▸ **Tasks to perform**
(A) In the passage about Cher's albums, what U.S. chart position did It's a Man's World peak at?
(B) Decide whether each statement agrees with the passage about Cher's albums: (i) Believe went to No. 1 on the Billboard 200; (ii) Cher was 52 when the title track of Believe gave her a fifth No. 1 hit; (iii) Cher agreed when Rob Dickins asked her to release a dance album in the UK. Give yes or no for each, quoting the words from the passage that decide it.

The album was a collection of songs, including covers of Don Henley‘s “Not Enough Love in This World,” Marc Cohn’s “Walking in Memphis,” and James Brown‘s “It’s a Man’s Man’s Man’s World,” along with two original songs, co-written by Cher and The Real People’s Anthony Griffiths, “One By One,” and “The Gunman, which she wrote with Paddy McAloon (Prefab Sprout).
At the time, then Warner UK president Rob Dickins asked Cher to release a dance album in the UK, which she refused. “So he said, ‘Let me rephrase that,’” she recalled. “‘I’m going to send you some songs—when you like them, tell me.’”
It’s a Man’s World peaked at No. 64 in the U.S. and reached the top 10 in the UK.
“Believe”
By the end of the ”90s, Cher was working on her 22nd album Believe, which went to No. 4 on the Billboard 200. The title track also topped the charts in 23 countries, including the U.S., and gave Cher, who was then 52, her fifth No. 1 hit.

▸ **Information supplied**
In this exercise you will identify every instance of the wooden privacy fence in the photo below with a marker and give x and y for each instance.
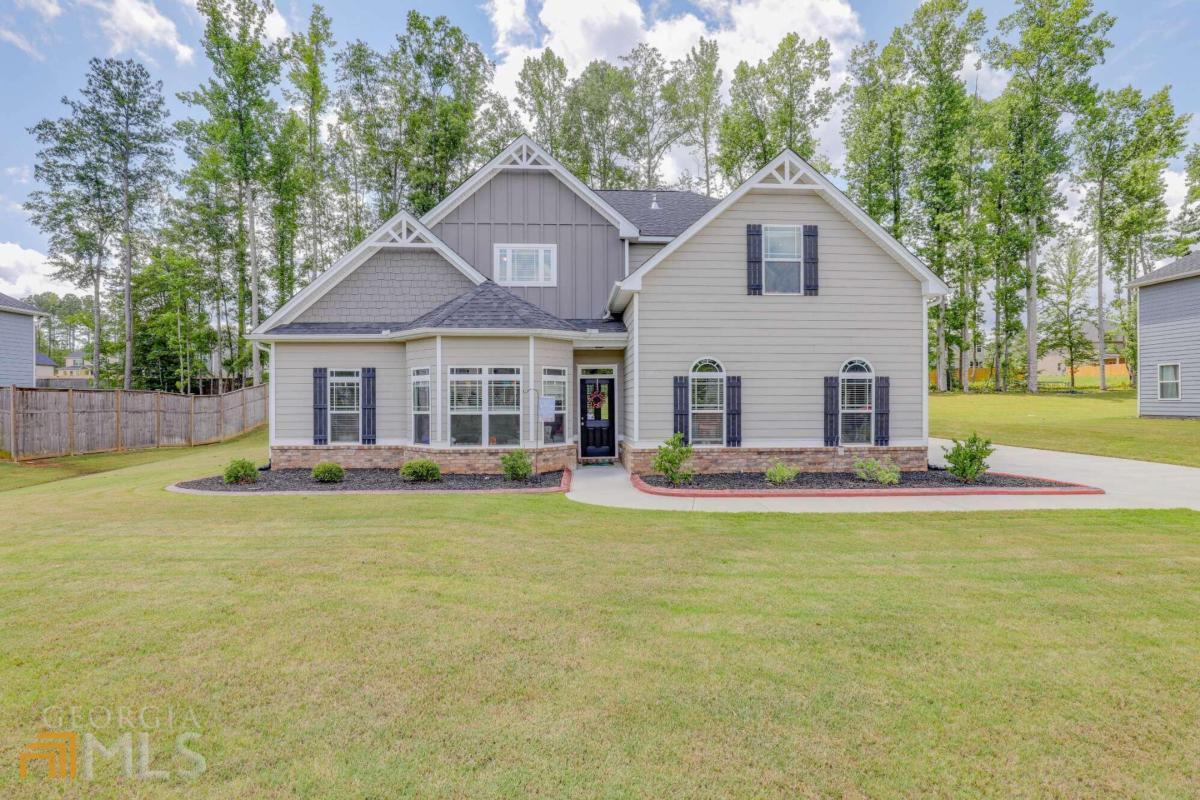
(48, 422)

▸ **Responses per task**
(A) No. 64

(B)
(i) No: "which went to No. 4 on the Billboard 200"
(ii) Yes: "gave Cher, who was then 52, her fifth No. 1 hit"
(iii) No: "asked Cher to release a dance album in the UK, which she refused"